> [Work required]: How many of the lines below contain the string "stubble"? Reply with the number alone.

─── Data for the task

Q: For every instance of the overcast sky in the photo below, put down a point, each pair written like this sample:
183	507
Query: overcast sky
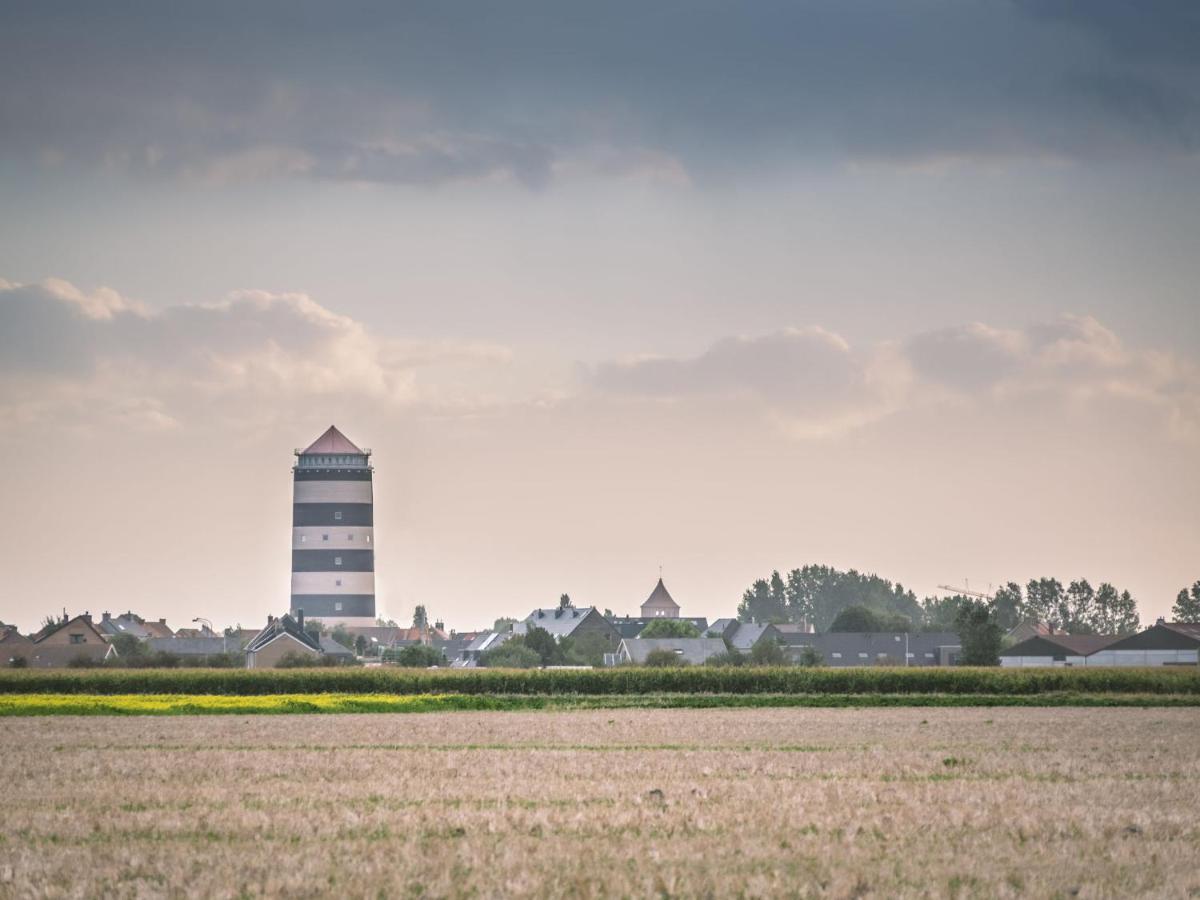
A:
718	287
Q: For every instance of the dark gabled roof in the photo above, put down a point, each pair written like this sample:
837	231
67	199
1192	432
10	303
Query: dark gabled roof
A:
283	625
1060	645
64	654
660	597
193	646
84	619
331	442
689	649
333	648
875	643
1164	636
561	622
633	625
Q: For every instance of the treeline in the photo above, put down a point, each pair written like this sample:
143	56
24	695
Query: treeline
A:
821	594
619	681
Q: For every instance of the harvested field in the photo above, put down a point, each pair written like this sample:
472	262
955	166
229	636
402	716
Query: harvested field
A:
606	803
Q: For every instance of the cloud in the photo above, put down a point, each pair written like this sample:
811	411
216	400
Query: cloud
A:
61	348
813	383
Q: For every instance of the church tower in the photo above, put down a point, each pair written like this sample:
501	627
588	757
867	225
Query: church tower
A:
333	533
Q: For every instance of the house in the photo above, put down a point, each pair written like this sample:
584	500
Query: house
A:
1164	643
747	634
694	651
571	622
130	624
13	646
71	640
1055	651
880	648
282	635
631	627
468	658
660	605
193	647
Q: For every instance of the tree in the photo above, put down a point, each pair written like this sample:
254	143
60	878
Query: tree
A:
1114	613
1187	605
767	653
939	613
762	604
1045	601
1080	609
419	655
859	618
510	654
586	651
1008	605
670	628
663	658
342	636
979	634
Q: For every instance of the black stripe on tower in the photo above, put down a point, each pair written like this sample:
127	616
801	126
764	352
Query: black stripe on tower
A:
333	474
327	561
319	605
331	514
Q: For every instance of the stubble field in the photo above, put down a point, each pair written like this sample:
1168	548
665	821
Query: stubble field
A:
606	803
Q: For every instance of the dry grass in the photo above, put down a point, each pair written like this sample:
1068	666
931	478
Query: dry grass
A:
606	803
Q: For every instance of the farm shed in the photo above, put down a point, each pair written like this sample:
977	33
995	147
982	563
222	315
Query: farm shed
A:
694	651
1055	651
1165	643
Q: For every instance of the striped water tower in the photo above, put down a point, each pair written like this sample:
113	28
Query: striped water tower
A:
333	534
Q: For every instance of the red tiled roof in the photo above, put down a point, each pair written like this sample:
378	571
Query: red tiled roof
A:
333	442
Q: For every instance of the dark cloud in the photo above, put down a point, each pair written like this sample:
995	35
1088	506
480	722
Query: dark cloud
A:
435	93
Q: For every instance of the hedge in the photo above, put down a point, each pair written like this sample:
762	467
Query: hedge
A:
42	705
621	681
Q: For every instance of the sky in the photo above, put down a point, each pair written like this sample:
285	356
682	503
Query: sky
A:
714	287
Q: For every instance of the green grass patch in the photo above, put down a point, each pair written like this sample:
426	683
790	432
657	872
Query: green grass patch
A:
28	705
611	682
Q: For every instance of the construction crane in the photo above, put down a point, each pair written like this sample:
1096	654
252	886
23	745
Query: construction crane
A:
965	591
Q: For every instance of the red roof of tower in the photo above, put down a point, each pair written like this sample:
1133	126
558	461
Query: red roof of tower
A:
333	442
660	597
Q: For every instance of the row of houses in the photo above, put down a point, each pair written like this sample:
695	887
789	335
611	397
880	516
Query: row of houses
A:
1164	643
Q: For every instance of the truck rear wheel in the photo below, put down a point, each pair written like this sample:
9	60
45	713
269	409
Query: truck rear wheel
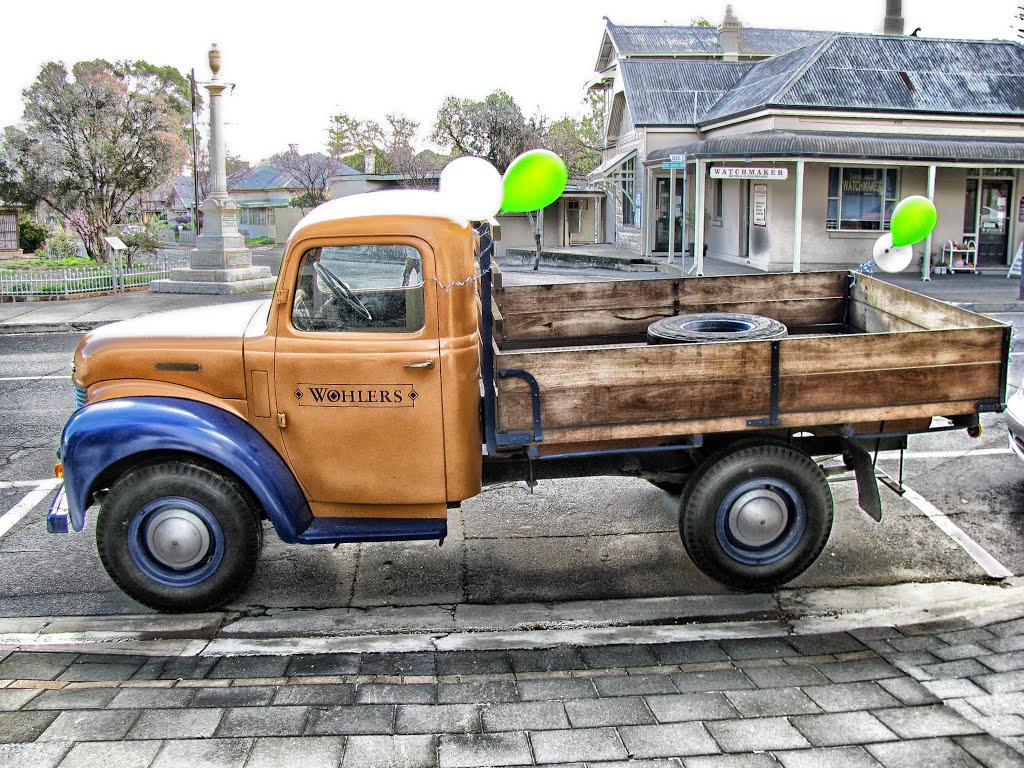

──────

> [Task result]: 2